Ejercicio escrito 1
En el texto sobre la esperanza y el bien, ¿qué es lo que nos permite seguir esforzándonos?
Ejercicio escrito 2
Copia todas las preguntas entre signos de interrogación que aparecen en el párrafo entrecomillado del texto sobre la esperanza y el bien que empieza con «¿Cómo distinguir».
Ejercicio escrito 3
Prosigue el texto sobre la esperanza y el bien a partir de su última oración.

El mal sólo triunfa

“¿Qué es el bien?”

Desde hace más de 2000 años, buena parte de la filosofía ha intentado responder a una pregunta aparentemente sencilla: ¿qué es el bien?

En realidad no sólo la filosofía lo ha intentado; probablemente todos los seres humanos hayamos tenido que afrontar la misma pregunta bajo uno de sus múltiples disfraces:

“¿Cómo distinguir lo bueno de lo malo…? ¿Es esto que estoy a punto de hacer bueno o malo…? En esta situación, ¿qué es lo mejor que puedo hacer? O, en el peor de los casos, lo menos malo…”

Puede (y de hecho es esa mi convicción) que nunca alcancemos una respuesta definitiva; esto es, que nuestros esfuerzos desplieguen una curva “asintótica” a la verdad. Eso no significa que no aprendamos con cada error; significa solamente que la verdad, como el horizonte, siempre se nos escapa -aunque esté siempre a la vista, siempre un poco más allá.

De ser así, de ser cierto que es prácticamente imposible alcanzar una respuesta definitiva y terminante, es indispensable asegurarnos de que continuamos esforzándonos día tras día. Porque sólo nuestros continuos intentos, nuestra persistente intención de aventurarnos en pos de lo desconocido, de arriesgarnos a cometer el mal cada vez que tratamos de hacer bien, nos permiten seguir aprendiendo y aproximarnos inexorable pero indefinidamente a ese horizonte.

La esperanza, el bien fundamental

Mas ¿qué es lo que nos permite continuar esforzándonos? La respuesta, en el fondo, es deslumbradoramente simple: la esperanza. Sólo la esperanza de que mañana sabremos mejor y con más precisión lo que es el “bien”, de que seremos capaces de hacer acopio de nuestro conocimiento y echar a andar luego de cada traspié con más celeridad y aplomo, nos mueve a seguir intentando por difíciles que sean los tiempos.

Por consiguiente, la esperanza es un “bien instrumental” imprescindible: en otras palabras, una virtud que posibilita el descubrimiento y puesta en práctica del resto de virtudes, y por ende, un bien que antecede lógica e históricamente al resto de bienes.

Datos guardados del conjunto
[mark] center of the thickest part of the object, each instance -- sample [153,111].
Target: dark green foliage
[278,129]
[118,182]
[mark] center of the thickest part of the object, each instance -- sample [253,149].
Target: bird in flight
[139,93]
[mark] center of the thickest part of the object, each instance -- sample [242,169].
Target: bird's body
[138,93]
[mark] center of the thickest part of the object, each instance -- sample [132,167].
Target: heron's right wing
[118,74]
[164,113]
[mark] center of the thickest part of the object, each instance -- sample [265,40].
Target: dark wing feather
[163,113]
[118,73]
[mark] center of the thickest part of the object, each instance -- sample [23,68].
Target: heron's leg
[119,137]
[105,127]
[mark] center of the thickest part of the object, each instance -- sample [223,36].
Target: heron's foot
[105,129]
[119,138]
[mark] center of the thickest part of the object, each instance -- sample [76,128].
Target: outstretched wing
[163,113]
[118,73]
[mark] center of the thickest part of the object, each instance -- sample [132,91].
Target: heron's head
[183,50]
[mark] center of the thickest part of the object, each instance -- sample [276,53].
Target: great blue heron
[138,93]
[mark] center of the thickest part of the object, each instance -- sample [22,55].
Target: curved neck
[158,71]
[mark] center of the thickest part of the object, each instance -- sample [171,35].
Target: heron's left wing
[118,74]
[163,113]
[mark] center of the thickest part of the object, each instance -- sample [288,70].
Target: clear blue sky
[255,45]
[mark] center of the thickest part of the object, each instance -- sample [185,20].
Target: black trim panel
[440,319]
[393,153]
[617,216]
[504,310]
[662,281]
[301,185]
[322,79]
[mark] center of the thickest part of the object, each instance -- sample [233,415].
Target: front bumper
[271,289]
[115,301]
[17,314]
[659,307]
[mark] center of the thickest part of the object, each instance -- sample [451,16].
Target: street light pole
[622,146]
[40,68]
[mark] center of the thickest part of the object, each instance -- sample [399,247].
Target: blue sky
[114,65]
--
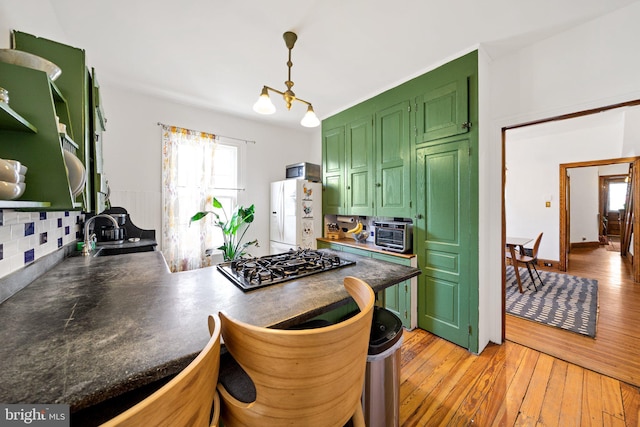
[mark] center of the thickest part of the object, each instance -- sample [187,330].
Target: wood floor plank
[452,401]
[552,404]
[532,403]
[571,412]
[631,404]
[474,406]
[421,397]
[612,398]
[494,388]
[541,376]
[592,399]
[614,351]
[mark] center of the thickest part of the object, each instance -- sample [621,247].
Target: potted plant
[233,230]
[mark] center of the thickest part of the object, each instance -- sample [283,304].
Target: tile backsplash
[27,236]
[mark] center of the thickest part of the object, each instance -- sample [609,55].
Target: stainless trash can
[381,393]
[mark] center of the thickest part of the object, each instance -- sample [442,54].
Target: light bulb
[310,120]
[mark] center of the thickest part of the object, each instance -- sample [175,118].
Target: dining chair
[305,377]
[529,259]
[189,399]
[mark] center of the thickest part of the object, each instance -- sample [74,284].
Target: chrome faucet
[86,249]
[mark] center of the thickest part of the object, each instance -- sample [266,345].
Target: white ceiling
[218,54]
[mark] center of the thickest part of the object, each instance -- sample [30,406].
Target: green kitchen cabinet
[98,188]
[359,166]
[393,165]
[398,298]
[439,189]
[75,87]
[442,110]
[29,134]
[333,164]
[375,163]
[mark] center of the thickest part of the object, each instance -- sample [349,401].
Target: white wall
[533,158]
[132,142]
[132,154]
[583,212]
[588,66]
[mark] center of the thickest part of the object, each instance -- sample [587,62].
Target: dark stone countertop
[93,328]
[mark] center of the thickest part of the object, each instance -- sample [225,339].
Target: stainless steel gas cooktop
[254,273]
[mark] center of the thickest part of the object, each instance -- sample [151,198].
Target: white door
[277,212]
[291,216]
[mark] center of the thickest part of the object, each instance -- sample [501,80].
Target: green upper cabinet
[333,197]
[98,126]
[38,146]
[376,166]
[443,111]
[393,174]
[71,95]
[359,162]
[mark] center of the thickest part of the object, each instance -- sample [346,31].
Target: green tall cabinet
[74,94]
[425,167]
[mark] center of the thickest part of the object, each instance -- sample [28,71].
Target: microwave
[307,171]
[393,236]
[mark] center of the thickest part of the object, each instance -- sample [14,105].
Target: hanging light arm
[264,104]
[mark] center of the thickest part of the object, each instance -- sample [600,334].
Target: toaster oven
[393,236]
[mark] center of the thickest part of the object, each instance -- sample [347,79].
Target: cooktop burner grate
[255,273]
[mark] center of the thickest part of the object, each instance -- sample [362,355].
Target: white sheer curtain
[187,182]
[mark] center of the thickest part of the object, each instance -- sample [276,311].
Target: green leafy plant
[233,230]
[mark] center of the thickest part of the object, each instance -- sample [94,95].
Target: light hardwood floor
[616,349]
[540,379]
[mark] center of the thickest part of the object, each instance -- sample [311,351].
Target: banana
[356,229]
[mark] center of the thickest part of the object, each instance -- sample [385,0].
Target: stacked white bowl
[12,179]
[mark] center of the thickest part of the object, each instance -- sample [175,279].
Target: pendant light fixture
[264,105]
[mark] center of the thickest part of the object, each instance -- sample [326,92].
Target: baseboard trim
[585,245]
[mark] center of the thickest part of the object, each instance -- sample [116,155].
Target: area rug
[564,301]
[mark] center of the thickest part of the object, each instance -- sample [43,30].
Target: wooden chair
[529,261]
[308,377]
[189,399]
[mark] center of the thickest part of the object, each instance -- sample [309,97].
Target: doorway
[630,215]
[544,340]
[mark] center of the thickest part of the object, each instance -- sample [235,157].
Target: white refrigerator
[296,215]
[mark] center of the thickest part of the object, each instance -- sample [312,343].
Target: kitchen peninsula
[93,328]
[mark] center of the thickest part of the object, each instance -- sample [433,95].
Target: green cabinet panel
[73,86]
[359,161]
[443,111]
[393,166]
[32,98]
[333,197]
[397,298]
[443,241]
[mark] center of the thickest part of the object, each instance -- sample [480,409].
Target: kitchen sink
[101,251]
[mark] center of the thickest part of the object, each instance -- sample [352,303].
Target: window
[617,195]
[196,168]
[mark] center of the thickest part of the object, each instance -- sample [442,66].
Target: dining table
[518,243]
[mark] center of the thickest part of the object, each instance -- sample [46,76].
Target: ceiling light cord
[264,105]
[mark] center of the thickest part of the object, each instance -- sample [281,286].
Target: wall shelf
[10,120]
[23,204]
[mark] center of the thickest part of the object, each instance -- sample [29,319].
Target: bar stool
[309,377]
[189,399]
...
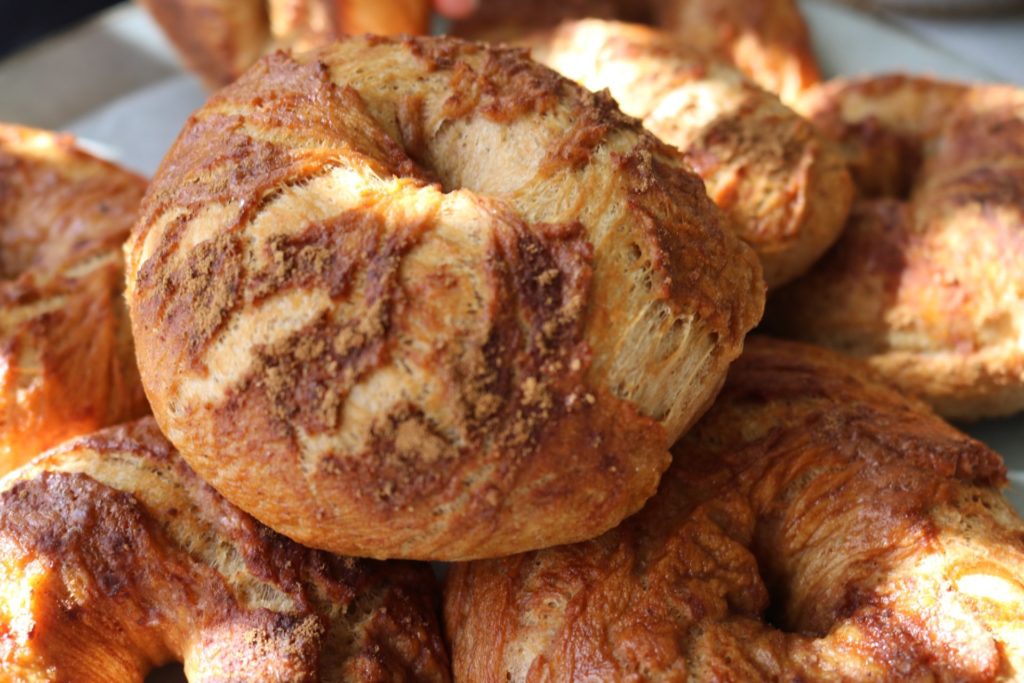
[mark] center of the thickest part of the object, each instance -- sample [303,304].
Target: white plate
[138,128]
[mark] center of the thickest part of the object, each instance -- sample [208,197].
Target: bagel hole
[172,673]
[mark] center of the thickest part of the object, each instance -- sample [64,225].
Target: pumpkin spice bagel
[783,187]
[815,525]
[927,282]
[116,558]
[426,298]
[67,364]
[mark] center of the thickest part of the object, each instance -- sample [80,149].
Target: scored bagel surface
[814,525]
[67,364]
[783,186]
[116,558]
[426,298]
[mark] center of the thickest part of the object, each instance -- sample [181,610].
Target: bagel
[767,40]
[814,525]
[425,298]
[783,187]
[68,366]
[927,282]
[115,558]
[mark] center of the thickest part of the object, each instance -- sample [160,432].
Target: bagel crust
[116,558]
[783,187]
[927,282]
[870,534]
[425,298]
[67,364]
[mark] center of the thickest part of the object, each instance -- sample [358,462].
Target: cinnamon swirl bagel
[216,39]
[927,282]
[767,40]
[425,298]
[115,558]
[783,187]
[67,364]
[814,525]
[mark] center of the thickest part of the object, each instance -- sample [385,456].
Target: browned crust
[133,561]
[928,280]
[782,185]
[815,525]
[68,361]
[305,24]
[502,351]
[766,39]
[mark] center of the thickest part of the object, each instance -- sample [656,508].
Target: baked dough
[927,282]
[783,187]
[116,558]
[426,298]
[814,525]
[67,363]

Resultado final 1
La esperanza.

Resultado final 2
¿Cómo distinguir lo bueno de lo malo…?
¿Es esto que estoy a punto de hacer bueno o malo…?
¿qué es lo mejor que puedo hacer?

Resultado final 3
El único pecado es la desesperanza

Entonces, el mayor pecado es la desesperanza, porque nos convence de que no tiene sentido seguir en la lucha. Así como la esperanza es la fuente de que nace, indirectamente, todo bien, el mal fundamental es la desesperanza, la creencia de que estamos indefensos, de que nada que podamos hacer cambiará el orden de las cosas; de que el destino ha sido decretado por fuerzas más allá de nuestro control… En suma, la idea de que somos seres desamparados y frágiles a merced de las circunstancias.

El mal sólo triunfa porque nos convence de que ya ha triunfado

Pues, en realidad, el mal sólo triunfa porque consigue convencernos de que ya ha triunfado: de que sin importar cuánto nos esmeremos en hacer el bien, la balanza del universo ha sido amañada desde un principio y sin remedio. El mal sólo triunfa porque creemos que ya ha triunfado; porque abdicamos nuestra esperanza, y con ella, de nuestra libertad, nuestra biografía, de nosotros mismos.

El mal sólo triunfa porque nos hace creer que ya ha triunfado; y, así, nos disuade de luchar contra él. Y el bien sólo sobrevive porque se alimenta de la esperanza.

El enigma del mal

Baphomet
Todo filósofo, todo teólogo, todo ser humano afronta, por fuerza y tarde o temprano, uno de los problemas más intrigantes, complejos y urgentes de la historia: el enigma del mal.

El problema, en sí, es muy simple, casi infantil: ¿por qué existe el mal? ¿Cuál es la razón del sufrimiento, la injusticia, el pecado, la muerte?

Y, en el fondo, las respuestas son igual de simples e infantiles:

1. En realidad, no existe: el mal es una ilusión. La respuesta relativista. También podría ser la respuesta gnóstica -suponiendo, como muchos gnósticos, que lo que creemos “real” es una ilusión forjada por un dios menor, el Demiurgo (o, en términos contemporáneos, la Matrix).

2. En realidad, existe, pero no es tan grave como parece. Aquí caben varias divisiones:
-Existe, pero forma parte del Plan Divino, de tal modo que “no es tan malo”.
-Existe, pero no como fuerza positiva, sino meramente como “ausencia de bien”. La respuesta tomista.
-Existe, pero “por nuestro propio bien”: la respuesta ascética. En definitiva, una forma más evolucionada de la anterior.
-Existe, pero Ad majorem Dei gloriam: la respuesta autoritaria.
-Existe, pero perderá la batalla final: la respuesta futurista-utópica (cristiana, sin duda, pero también marxista).

3. En realidad, existe; y es tan grave como parece. Pero así es como debe ser: la respuesta taoísta (si alguien se atreve a interpretar a los taoístas…) El Mal y el Bien, en eterno equilibrio. Lo que nos lleva a

4. Existe; es grave; y no es así como debe ser -no hay ningún Equilibrio que preservar. Pero todo da lo mismo, nada importa. Porque nada existe, en realidad, con independencia de nada más. La respuesta del budismo primitivo (y tal vez del hinduismo).

Ninguna es demasiado satisfactoria; ninguna es concluyente ni irrebatible. La enredadera de la razón roba la savia del tronco de la fe.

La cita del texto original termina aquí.